Task to carry out – In the listing below, print exactly the lines from the first through the one that contains "Indicate a point on each instance of the woman, one".

Dataset records Block Start

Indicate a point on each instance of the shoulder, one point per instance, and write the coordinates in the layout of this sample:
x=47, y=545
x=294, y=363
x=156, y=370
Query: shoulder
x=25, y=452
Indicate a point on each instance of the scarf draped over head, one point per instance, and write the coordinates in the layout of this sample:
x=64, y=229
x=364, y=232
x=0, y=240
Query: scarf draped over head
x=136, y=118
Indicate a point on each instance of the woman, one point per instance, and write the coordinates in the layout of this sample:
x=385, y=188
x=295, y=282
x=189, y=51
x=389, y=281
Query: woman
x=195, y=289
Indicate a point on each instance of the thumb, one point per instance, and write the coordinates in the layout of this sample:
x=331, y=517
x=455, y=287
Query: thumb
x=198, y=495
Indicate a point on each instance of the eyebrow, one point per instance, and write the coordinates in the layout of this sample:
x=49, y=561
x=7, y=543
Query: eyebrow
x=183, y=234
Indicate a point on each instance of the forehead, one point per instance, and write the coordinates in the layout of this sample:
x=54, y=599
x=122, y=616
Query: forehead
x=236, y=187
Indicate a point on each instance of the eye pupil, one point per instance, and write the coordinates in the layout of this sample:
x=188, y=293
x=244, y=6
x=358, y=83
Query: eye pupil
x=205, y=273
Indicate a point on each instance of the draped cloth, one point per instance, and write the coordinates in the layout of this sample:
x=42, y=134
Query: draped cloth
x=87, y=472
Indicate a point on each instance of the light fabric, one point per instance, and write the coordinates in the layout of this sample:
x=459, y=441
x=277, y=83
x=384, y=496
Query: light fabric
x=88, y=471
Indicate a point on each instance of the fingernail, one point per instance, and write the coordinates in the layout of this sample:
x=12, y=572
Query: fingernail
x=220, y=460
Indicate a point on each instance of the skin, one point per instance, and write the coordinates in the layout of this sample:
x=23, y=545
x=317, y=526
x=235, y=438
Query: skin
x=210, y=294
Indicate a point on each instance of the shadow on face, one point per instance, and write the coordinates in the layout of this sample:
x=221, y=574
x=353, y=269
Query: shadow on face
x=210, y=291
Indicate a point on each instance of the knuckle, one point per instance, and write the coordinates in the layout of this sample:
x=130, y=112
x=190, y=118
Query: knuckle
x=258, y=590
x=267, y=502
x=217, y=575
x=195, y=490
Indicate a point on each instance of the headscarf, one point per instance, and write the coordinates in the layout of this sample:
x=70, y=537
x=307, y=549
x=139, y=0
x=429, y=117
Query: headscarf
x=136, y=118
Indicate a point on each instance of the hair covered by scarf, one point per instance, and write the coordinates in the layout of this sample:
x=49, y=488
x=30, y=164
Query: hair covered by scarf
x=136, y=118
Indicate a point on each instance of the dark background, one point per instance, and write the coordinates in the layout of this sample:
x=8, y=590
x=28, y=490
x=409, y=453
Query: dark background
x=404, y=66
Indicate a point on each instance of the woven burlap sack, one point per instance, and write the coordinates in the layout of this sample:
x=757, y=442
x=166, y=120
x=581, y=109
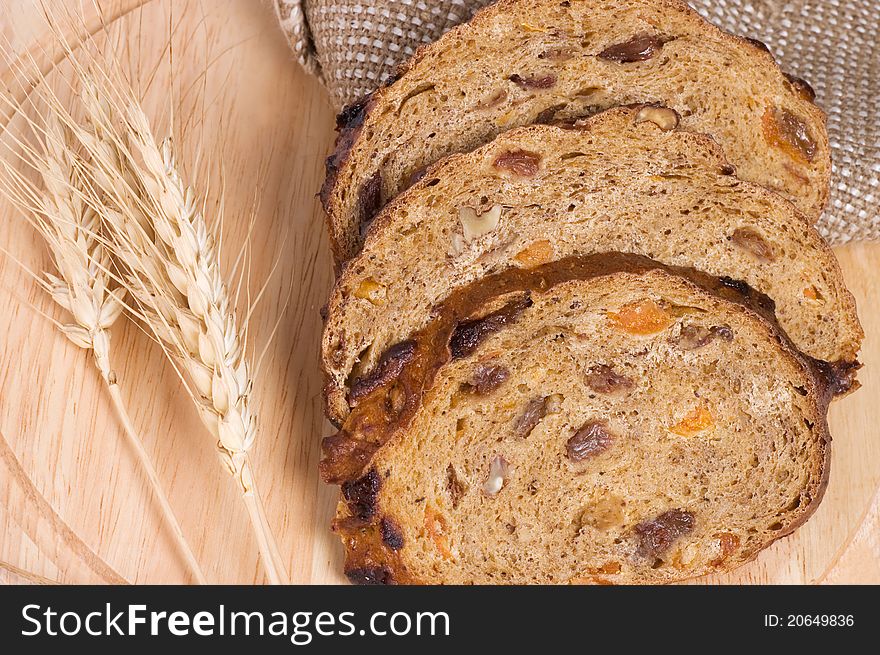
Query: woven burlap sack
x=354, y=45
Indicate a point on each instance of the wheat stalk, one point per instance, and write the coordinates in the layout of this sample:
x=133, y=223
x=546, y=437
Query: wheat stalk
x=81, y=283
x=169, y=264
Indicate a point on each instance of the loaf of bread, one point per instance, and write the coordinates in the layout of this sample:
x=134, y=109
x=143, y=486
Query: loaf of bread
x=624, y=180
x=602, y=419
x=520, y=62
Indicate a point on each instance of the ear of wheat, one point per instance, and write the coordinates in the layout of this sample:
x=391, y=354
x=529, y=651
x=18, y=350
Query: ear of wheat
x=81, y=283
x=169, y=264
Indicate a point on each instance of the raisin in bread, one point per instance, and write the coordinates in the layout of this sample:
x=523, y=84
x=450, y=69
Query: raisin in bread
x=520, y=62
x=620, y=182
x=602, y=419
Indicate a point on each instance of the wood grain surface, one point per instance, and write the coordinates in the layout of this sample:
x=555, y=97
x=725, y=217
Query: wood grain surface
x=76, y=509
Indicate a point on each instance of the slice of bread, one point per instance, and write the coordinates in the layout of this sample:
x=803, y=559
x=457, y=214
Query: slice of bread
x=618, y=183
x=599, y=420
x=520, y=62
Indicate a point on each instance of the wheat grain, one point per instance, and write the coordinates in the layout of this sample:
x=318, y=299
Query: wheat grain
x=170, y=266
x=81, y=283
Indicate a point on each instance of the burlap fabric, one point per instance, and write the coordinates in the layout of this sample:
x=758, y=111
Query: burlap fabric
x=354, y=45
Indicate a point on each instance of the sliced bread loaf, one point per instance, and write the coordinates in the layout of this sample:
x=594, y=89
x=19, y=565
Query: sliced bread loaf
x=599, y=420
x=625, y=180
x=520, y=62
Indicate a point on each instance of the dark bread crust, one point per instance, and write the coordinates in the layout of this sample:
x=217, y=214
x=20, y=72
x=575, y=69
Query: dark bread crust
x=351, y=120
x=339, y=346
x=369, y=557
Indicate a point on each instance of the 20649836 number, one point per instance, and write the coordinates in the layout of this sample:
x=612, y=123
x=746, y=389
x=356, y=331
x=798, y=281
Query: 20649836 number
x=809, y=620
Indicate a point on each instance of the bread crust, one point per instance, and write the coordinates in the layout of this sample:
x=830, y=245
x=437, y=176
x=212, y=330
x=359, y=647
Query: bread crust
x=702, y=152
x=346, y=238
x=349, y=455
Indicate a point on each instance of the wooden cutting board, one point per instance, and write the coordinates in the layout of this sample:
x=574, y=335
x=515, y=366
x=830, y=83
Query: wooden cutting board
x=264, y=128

Dataset records Block End

Written solution –
Indicate a point on each instance of the shoulder, one point per instance, and write the coordinates in the layout of this sample:
x=47, y=545
x=294, y=363
x=156, y=370
Query: shoulder
x=25, y=452
Indicate a point on each instance of the scarf draped over head, one point per instance, and write the coordinates in the layout of this sample:
x=64, y=229
x=364, y=232
x=0, y=240
Query: scarf draped over head
x=136, y=118
Indicate a point on each instance of the woman, one point per instance, and write the coordinates in the layout of this sample:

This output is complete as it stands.